**Seite**
Bin öfter in Hohenfelde mit dem Boot auf der Ostsee.
Die letzten Wochen war der Fisch erst ab 15 meter zu kriegen.
Darunter absolut nichts,nada ,nullina.
Ein Freund von mir angelte letzte Woche mit Naturköder ,hat sich bei Behrensdorf 4 Std .treiben lassen , nur das eine oder andere mal versetzt,das Ergebniss  3 Klieschen und 4 sowas von untermaßigen Dorschen.Nicht ein einziger brauchbarer dabei.

Gruß Richard


----------



## MxkxFxsh (12. September 2002)

@ Mefo

ja so was es diesen Sommer.  
Also es kann *nur*  besser werden  :m 

Aber 4 Stunden auf´m Teich.... nur treiben lassen.... man da würde mir aber die Blase platzen! #d
Ich nehm solche Berichte immer nur zur Kenntnis, aber glauben.....  :g  
*Egal.*   :q   :q   :q


----------



## Maddin (13. September 2002)

@Mike
Ich war bei meinen meisten Touren länger als 4 Stunden auf dem Wasser.


----------



## Mefo (14. September 2002)

**Zu erledigen**
**1)** Liste alle Orts- und Gewässernamen auf, die im Angelthread genannt werden.
**2)** Führe den Angelthread fort, und zwar mit dem Beitrag von Mefo vom 14. September 2002.

**Datensatzinhalt**
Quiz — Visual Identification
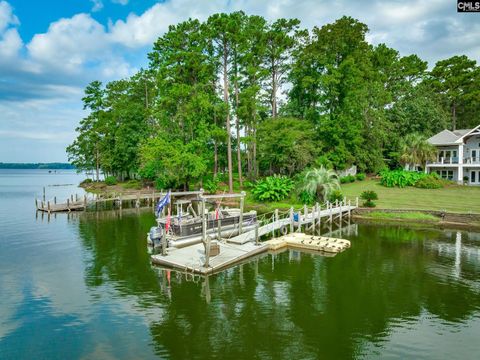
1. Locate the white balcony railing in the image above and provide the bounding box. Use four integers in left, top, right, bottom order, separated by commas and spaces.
427, 157, 458, 165
463, 156, 480, 164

**Erwartete Ergebnisse**
**1)** Hohenfelde, Ostsee, Behrensdorf

**2)**
Hi,
Wenn man seine Notdurft vorher erledigt sind je nach Wassertemperatur 4-6 Std. kein Problem.  Beim Angeln kann ich mich mit so nebensächlichkeiten wie pullern nicht befassenen.Habe genug mit den Dorschen zu tun. :q 

Gruß aus Plön
Richard


----------



## Broesel (14. September 2002)

tstss...ich habe zwar kein Belly-Boot, aber Probleme gibts...  
Mir reicht das schon, wenn ich mit der Gummihaut am Strand rumflitze und zwischendurch diese decke Pelle abstreifen muß, um dem kleinen Mann die große Welt zu zeigen... :q

Schon ein weiterer Grund sich nicht mit so nem überdeminsionalen Rettungsring aufs Wasser zu begeben, da ich Kaffee und ein schönes Alsterwasser liebend gerne trinke... #g 

Da würde ich ja kaum noch zum Fischen kommen... :q


----------



## Bellyboatangler (14. September 2002)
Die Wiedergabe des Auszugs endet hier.